In the interview transcript below, rewrite the passage from "CHRISTIE: I honestly" to "side I think.", changing "outreach" to "engagement" throughout.
━━━ Excerpt ━━━
RENEE MONTAGNE, HOST:

Donald Trump has been reaching out to African-American voters lately. Here, his case before a mostly white crowd in Michigan.

(SOUNDBITE OF ARCHIVED RECORDING)

DONALD TRUMP: Look how much African-American communities have suffered under democratic control. To those I say the following, what do you have to lose by trying something new like Trump? What do you have to lose?

MONTAGNE: That message doesn't seem to be resonating with African-Americans. Ron Christie is a prominent black Republican who worked in the George W. Bush White House. He now runs a political consulting firm. In an op-ed in The New York Times this week, Christie wrote Donald Trump has not yet earned his vote. His issue with the candidate, he wrote, is perfectly captured in a message Trump tweeted a couple of weeks ago.

RON CHRISTIE: What really angered and offended me was he said, the African-American community, you know, crime is up, poverty is up. I'm going to fix it, promise. Well, you know, all Blacks in America don't live in a monolithic existence. And, in fact, 25 percent of the African-American population in the United States lives at or beneath the poverty level.

Now, if you look at those statistics, that means an overwhelming majority of blacks in America don't. But Donald Trump did what he always does. He takes something to try to make a cute point instead of looking at the facts, instead of looking at the statistics. And it makes it look like blacks in America live this bleak, dismal existence and something that I find deeply offensive.

MONTAGNE: You also wrote, in this op-ed, that Trump doesn't seem to understand the African-American community. Now, that would be compared to the president you advised, George W. Bush. Talk to us about that.

CHRISTIE: President Bush, from my earliest days, really took seriously the mantra that we have to combat the soft bigotry of low expectations. And what he said to me was that there is a double standard in America that if you are of a particular skin color, people are going to say, oh, you must be successful or, oh, you know, you're going to do well in school.

But if you are African-American or if you're a Hispanic student then there's a bigotry against you really doing well and succeeding. And President Bush, throughout his administration, quietly and without fanfare tried to find ways to make sure that students of color could really close that achievement gap.

MONTAGNE: So you're talking about Republican policies, and, you know, there'd be Democrats who would argue that they're not the best, but that would inherently appeal to black people, but that, somehow, Donald Trump, in this current campaign, is missing that point?

CHRISTIE: Well, I think it's more than policies. I think actions speak louder than words. And in this particular instance, what Mr. Trump did is he said that he had gone to the first African-American church in his life. And in my piece in The New York Times I said how cliched.

You know, you've seen politicians from both political parties say, I want to do black outreach. Let me see, how would I do it? Oh, let's go to a church. Let's sway with the choir. Let's talk to the pastor. Let's speak from the pews and then leave. Just showing up to a church isn't going to get it done. You need to consistently consult with community leaders because they're your constituents, not because they're black.

MONTAGNE: Do you believe Donald Trump is really trying to reach out to the African-American voter or is his real target conservative, educated, white voters who are deeply uncomfortable with the whiff of racism that is connected to Trump?

CHRISTIE: I honestly don't know the answer to that question. But it's a question that depresses me because the answer is either, A, he's genuine in his outreach, but yet he's been running for president for more than a year and now, with 60 some odd days, has decided, oh, I'm going to now make a concerted effort of my platform to be outreach to people of color or, B, more cynically, is this designed to assure middle-class, white voters that, hey, I'm not as bad as you think. And by the way, vote for me because I like black people. Either way you look at the side of the coin that we're talking about, I don't like either of the answers that I've provided because it's a very cynical ploy on either side I think.

MONTAGNE: Ron Christie, thanks very much for joining us.

CHRISTIE: Pleasure to be with you this morning.
━━━ Record excerpts ━━━
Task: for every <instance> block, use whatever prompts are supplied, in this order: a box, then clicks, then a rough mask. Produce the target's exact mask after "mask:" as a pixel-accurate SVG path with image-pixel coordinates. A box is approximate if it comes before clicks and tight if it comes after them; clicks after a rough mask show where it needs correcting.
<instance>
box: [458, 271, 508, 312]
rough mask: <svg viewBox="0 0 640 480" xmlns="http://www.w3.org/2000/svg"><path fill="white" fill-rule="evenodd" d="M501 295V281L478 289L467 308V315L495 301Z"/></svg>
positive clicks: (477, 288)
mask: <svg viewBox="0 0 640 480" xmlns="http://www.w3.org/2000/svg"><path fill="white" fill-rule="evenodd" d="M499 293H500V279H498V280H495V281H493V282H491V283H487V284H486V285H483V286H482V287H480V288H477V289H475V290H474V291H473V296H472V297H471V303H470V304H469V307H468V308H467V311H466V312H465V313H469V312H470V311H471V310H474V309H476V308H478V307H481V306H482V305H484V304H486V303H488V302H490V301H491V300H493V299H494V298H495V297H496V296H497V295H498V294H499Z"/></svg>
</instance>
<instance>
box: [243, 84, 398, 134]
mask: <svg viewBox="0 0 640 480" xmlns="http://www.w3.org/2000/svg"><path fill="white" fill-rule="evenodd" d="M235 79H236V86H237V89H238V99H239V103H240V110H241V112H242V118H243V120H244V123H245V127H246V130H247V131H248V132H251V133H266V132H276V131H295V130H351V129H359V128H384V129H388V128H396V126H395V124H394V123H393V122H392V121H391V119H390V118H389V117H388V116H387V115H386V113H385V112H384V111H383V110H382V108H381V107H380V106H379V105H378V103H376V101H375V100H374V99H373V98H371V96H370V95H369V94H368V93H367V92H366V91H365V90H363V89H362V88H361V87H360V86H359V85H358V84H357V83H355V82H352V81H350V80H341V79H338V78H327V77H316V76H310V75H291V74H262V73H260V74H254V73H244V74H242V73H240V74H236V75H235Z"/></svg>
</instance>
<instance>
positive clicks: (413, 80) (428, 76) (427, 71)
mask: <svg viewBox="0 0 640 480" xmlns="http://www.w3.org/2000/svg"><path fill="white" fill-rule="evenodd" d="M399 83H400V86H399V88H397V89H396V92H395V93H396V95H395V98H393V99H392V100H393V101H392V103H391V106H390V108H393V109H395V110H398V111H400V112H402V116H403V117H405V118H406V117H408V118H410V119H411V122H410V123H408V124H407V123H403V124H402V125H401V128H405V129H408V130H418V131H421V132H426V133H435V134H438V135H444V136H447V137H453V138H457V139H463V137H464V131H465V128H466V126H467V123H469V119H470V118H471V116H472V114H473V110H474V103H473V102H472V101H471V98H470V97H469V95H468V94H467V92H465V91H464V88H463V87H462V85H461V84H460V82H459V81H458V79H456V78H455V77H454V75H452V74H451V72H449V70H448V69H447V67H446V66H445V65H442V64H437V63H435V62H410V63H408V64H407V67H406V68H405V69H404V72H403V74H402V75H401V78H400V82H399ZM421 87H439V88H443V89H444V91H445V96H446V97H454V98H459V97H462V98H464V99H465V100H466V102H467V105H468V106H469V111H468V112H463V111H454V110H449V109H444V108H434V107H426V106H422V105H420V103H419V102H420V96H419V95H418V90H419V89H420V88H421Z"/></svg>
━━━
— Task answer —
CHRISTIE: I honestly don't know the answer to that question. But it's a question that depresses me because the answer is either, A, he's genuine in his engagement, but yet he's been running for president for more than a year and now, with 60 some odd days, has decided, oh, I'm going to now make a concerted effort of my platform to be engagement to people of color or, B, more cynically, is this designed to assure middle-class, white voters that, hey, I'm not as bad as you think. And by the way, vote for me because I like black people. Either way you look at the side of the coin that we're talking about, I don't like either of the answers that I've provided because it's a very cynical ploy on either side I think.